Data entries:
########################################
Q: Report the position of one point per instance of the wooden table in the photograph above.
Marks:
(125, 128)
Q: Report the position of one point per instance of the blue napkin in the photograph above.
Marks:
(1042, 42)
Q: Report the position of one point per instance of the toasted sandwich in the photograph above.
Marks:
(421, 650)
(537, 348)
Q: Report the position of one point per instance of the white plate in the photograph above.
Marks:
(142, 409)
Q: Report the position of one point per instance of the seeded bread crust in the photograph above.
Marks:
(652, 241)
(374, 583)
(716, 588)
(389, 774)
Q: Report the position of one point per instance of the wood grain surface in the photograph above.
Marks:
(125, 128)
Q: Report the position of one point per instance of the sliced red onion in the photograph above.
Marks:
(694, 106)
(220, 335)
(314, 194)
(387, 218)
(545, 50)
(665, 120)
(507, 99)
########################################
- **What is needed**: What is needed is a full, exact copy of the records.

- **Final answer**:
Q: Report the position of one point per instance of the wooden table in the photograph above.
Marks:
(125, 128)
Q: Report the position of one point per instance of the blue napkin in the photograph above.
Marks:
(1042, 42)
Q: Report the position of one point per instance of the toasted sandwich in the photograph above.
Marks:
(421, 650)
(537, 348)
Q: Report the position of one point per instance of the white plate in the photograph above.
Marks:
(142, 409)
Q: Report the position of one point per instance of the seeded bread crust in the photograph above.
Marks:
(652, 241)
(374, 583)
(716, 588)
(389, 774)
Q: Report the position of one point per instance of the wood grain surface in the photograph above.
Marks:
(125, 128)
Q: Report the position of one point per instance of the sliced red onion in the photograph above.
Marks:
(694, 106)
(220, 335)
(314, 194)
(387, 218)
(545, 50)
(665, 120)
(507, 99)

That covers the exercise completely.